= WORK INSTRUCTION 1 =
Translate this sentence from the passage on the subprime mortgage mess into Spanish: "They are now reaping what they have sown."
= WORK INSTRUCTION 2 =
Answer these questions from the passage on the subprime mortgage mess:
(a) Besides causing millions to lose their homes through foreclosure, what else did the mortgage loan companies and Wall Street banks harm?
(b) What made the loans hard for buyers to resist?
(c) Why did the mortgage companies and banks offer these loans?
** Opening PASSAGE FOR REVIEW block **
How to profit safely and handsomely from the subprime mortgage mess through smart and timely investment moves.
What a mess the financial geniuses of this country have created through their 'miracle loans' to struggling families who dreamed of owning their own home. Through their corporate greed, many of the country's mortgage loan companies and Wall Street banks have not only caused millions to lose their homes through foreclosure, but they have harmed the U.S. economy as well.
Isn't satisfying to see these mortgage companies and banks - villains and perpetrators all - now themselves suffer from plummeting stock prices and even bankruptcies? They are now reaping what they have sown.
The root problem is that millions of home buyers used 'too good to be true' home loans to buy homes they really couldn't afford. The mortgage companies and banks offered these loans, often with deceptive and tricky terms, to make millions off the loan fees. The loans were hard for buyers to resist because they had low or no interest charged for the first years. But now the loans are 'exploding' with dramatically higher interest rates and these home buyers find themselves unable to make the monthly payments.
** Closing PASSAGE FOR REVIEW block **
** Opening PROVIDED MATERIAL block **
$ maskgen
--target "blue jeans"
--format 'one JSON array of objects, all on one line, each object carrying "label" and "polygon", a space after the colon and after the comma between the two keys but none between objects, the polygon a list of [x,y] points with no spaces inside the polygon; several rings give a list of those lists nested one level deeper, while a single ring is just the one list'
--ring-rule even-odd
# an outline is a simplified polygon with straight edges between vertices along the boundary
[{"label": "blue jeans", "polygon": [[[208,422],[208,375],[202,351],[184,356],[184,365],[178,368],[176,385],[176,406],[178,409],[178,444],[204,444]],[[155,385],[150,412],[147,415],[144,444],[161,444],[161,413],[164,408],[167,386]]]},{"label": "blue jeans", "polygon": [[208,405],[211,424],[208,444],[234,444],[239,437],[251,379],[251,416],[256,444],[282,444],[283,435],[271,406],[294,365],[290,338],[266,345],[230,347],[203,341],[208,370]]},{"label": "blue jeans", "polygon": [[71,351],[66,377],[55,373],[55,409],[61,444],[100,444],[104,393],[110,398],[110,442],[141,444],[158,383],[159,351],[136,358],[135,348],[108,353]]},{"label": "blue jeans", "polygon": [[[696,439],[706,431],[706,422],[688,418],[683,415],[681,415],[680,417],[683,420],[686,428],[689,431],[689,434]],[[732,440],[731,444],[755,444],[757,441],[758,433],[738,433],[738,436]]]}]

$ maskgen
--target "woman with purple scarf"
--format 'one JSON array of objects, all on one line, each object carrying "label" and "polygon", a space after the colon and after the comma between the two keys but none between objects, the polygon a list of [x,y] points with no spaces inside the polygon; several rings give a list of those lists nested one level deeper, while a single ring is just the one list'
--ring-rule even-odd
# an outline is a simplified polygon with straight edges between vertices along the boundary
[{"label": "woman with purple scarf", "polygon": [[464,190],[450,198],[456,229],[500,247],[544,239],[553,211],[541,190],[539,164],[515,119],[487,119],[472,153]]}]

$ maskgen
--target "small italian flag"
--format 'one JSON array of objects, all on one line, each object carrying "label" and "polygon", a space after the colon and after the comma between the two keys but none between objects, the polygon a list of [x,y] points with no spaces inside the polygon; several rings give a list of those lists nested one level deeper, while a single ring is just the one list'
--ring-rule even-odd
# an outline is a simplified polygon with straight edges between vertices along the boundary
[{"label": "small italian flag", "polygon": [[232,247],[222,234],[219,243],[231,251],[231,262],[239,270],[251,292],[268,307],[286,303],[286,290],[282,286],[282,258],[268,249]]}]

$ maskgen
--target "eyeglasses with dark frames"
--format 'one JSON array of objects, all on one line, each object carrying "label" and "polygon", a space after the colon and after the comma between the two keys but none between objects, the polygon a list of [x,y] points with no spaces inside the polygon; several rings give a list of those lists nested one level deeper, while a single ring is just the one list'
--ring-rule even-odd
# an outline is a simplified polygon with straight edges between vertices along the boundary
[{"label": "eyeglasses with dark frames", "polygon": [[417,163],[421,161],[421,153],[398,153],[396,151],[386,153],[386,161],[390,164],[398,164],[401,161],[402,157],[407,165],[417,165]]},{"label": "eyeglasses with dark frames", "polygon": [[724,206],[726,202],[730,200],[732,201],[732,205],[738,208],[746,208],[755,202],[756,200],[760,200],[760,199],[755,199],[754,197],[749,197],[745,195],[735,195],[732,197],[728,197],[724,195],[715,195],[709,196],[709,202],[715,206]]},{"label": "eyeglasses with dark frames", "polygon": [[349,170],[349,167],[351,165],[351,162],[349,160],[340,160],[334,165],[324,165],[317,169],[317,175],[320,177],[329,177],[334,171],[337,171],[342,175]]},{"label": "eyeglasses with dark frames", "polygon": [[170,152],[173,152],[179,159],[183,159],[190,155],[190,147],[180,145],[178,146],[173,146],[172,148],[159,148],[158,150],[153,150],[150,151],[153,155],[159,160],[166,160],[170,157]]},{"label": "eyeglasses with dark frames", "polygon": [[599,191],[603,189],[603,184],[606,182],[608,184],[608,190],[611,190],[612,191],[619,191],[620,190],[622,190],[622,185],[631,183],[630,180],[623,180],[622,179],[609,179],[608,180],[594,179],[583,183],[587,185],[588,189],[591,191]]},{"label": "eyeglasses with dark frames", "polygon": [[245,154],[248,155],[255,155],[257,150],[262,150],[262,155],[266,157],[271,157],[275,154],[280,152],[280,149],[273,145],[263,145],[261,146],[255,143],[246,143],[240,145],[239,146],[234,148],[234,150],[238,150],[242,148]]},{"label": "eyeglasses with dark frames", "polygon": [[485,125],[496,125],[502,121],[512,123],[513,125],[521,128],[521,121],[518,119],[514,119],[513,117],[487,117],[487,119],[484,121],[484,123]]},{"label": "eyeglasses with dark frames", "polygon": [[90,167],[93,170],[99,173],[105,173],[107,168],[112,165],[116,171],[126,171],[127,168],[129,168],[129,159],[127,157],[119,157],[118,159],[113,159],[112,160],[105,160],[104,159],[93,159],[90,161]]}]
** Closing PROVIDED MATERIAL block **
= WRITTEN ANSWER 1 =
Ahora están cosechando lo que sembraron.

= WRITTEN ANSWER 2 =
(a) The U.S. economy.
(b) They had low or no interest charged for the first years.
(c) To make millions off the loan fees.